[Phrase grounding data]

# # # # #

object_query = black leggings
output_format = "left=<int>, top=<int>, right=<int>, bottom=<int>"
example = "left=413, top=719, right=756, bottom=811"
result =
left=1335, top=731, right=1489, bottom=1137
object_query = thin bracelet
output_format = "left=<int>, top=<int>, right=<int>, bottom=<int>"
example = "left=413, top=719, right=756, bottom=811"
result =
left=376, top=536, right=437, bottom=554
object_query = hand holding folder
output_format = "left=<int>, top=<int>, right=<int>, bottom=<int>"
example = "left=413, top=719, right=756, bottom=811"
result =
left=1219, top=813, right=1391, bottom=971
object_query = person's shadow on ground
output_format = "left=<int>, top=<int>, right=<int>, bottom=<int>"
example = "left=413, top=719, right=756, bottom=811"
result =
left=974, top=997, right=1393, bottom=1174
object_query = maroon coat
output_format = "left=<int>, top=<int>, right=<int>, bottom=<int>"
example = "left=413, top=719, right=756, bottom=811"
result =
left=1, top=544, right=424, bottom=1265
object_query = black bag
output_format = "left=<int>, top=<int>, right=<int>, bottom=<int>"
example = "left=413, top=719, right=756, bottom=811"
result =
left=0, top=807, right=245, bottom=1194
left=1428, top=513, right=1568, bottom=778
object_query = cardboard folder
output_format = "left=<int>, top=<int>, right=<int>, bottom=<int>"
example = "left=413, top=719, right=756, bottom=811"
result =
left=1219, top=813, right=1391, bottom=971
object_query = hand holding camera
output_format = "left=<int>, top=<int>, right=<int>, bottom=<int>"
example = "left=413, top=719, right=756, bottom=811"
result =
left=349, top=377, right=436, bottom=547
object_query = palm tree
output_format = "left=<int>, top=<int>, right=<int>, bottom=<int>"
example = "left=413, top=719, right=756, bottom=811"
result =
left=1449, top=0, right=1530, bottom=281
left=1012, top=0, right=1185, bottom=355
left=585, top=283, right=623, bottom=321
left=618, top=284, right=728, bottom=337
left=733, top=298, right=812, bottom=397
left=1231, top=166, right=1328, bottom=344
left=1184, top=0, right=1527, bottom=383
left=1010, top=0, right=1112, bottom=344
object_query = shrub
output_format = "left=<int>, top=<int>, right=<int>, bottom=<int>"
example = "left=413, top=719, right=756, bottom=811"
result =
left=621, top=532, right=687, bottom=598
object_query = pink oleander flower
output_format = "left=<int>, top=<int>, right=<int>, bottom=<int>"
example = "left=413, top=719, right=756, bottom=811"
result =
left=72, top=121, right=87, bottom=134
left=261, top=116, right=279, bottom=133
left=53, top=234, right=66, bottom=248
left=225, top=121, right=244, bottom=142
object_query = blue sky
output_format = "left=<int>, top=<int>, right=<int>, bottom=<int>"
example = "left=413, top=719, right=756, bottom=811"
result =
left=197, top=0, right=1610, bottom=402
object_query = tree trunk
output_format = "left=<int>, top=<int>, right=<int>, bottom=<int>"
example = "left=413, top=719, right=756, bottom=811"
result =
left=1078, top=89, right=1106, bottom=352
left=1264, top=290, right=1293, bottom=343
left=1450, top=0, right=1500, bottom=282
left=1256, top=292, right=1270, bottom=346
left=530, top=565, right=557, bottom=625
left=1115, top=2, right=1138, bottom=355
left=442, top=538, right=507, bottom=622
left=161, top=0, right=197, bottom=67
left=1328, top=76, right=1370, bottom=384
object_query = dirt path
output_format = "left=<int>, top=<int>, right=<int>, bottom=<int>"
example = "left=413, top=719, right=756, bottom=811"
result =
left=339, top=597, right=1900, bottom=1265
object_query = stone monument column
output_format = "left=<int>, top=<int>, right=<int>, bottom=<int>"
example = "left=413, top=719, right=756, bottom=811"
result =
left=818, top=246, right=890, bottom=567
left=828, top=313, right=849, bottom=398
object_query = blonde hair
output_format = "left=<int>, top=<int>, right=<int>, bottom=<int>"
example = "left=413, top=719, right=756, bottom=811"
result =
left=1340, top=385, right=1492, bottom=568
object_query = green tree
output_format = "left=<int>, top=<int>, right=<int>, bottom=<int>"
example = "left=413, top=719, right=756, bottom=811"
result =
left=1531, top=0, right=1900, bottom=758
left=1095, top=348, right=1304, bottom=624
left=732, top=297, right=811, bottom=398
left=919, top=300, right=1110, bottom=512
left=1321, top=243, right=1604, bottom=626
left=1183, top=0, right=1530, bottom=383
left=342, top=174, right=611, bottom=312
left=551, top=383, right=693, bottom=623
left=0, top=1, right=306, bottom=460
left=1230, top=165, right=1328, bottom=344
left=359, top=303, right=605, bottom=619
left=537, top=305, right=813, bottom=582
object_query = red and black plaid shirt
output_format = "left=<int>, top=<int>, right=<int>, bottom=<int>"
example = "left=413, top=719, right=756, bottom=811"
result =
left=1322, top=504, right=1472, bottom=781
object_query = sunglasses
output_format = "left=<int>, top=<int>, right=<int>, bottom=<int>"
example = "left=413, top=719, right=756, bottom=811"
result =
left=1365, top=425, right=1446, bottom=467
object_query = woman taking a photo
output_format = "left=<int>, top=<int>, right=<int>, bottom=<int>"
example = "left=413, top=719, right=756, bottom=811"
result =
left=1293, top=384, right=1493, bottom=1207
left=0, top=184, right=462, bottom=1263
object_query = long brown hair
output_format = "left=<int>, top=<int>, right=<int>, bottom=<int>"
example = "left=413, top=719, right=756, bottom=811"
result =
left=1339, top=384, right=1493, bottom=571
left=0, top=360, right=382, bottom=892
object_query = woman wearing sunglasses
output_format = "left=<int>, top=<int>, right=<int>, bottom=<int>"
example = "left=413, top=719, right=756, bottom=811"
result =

# # # # #

**THE TASK**.
Pull out every line of the entries that includes the word "black".

**RESPONSE TO THE EXERCISE**.
object_query = black leggings
object_query = black bag
object_query = red and black plaid shirt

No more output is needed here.